- WRITTEN REQUEST
Copy out every line below that contains the string "front".

------------------------------

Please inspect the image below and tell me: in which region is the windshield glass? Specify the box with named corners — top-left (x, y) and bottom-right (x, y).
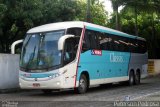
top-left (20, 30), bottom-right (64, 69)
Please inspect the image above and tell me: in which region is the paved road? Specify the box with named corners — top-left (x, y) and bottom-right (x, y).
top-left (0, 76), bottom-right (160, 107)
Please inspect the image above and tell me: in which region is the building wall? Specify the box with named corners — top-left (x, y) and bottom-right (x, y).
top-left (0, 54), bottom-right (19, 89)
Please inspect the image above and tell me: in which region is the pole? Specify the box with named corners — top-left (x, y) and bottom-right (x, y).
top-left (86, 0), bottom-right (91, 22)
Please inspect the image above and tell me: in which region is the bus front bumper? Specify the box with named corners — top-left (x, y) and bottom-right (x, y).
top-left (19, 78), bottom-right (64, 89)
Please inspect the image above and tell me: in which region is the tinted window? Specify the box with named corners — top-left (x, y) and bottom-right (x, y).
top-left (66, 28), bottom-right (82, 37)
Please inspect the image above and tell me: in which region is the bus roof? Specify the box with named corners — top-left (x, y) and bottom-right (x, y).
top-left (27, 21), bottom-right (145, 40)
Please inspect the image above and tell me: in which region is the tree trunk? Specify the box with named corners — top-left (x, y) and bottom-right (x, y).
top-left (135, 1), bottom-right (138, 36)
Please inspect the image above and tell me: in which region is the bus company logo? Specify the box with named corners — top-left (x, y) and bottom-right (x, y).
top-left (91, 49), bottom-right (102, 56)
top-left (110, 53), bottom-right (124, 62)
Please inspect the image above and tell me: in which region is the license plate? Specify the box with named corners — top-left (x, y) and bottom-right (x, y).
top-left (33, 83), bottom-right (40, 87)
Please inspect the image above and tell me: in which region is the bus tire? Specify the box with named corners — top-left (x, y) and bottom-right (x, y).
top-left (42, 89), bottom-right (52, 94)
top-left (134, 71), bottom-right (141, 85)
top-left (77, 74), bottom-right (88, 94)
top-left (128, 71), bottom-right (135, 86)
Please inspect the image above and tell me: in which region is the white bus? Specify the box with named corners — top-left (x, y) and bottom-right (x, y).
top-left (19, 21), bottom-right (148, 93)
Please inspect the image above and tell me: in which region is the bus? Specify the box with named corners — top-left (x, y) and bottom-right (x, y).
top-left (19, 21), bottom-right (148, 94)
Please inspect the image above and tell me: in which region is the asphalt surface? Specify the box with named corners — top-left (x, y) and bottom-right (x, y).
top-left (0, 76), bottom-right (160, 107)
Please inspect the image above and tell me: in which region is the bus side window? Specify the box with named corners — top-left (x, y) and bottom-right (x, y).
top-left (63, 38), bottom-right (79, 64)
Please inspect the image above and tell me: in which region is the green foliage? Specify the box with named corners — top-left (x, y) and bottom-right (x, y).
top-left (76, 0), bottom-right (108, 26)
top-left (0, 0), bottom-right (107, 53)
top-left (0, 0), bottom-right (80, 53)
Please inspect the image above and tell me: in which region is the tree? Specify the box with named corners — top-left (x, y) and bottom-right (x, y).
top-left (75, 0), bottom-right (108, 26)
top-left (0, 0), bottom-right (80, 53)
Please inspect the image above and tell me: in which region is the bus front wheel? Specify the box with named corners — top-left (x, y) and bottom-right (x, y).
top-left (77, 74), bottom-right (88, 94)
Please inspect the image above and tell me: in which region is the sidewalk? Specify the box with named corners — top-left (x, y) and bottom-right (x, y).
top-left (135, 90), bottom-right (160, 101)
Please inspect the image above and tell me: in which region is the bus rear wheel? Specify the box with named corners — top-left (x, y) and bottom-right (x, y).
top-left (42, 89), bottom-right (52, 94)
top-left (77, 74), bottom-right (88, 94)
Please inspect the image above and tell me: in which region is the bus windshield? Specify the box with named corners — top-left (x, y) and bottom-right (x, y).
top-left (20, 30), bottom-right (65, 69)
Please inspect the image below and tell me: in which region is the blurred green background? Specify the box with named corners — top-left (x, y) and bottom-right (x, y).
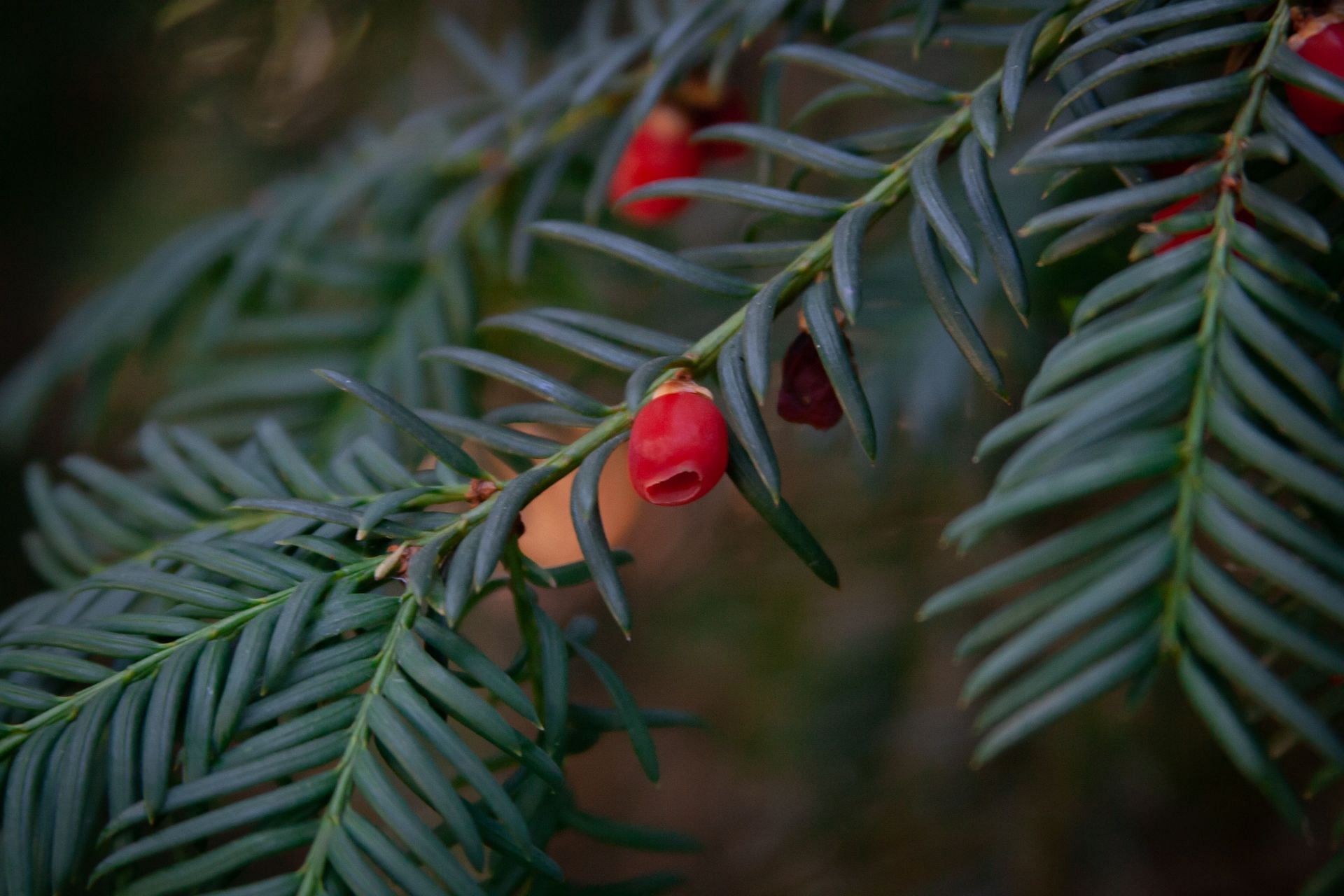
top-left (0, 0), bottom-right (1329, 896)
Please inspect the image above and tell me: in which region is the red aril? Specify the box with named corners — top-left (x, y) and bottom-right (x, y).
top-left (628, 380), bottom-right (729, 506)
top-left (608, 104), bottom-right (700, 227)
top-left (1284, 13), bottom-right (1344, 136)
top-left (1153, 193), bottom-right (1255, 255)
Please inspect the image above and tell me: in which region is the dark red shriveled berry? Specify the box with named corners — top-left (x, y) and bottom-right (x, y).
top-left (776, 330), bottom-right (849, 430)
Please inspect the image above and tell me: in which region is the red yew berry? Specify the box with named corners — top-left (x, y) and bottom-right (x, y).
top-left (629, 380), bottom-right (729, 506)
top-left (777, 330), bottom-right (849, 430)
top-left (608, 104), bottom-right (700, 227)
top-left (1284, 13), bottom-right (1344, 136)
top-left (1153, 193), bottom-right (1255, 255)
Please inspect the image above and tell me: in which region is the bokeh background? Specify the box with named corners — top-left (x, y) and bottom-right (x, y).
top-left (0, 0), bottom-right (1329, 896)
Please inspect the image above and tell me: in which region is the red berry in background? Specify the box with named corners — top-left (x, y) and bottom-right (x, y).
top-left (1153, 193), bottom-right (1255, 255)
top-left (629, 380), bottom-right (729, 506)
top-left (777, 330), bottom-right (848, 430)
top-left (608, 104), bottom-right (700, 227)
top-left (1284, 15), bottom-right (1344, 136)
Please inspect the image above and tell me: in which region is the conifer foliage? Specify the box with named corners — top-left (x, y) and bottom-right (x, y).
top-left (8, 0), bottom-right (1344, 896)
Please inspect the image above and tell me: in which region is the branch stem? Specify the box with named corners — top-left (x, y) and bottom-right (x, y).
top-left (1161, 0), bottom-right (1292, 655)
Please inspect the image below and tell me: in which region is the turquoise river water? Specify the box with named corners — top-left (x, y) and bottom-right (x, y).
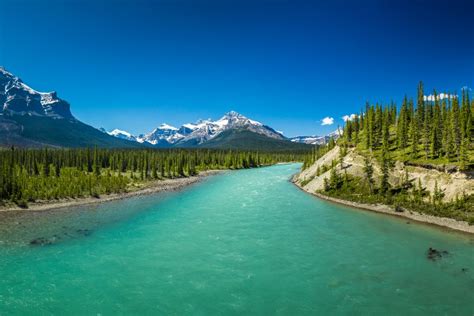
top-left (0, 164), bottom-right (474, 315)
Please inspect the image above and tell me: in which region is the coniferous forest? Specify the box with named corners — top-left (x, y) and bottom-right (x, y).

------------------------------

- SOLUTION FOR THIS EXERCISE
Please inspect the image above and tell me: in which region is the bus front bumper? Specify the box with named corners — top-left (x, y) and bottom-right (x, y).
Please inspect the image above and tell me: in which region is the bus front wheel? Specify the box with named corners — top-left (x, y) and bottom-right (x, y).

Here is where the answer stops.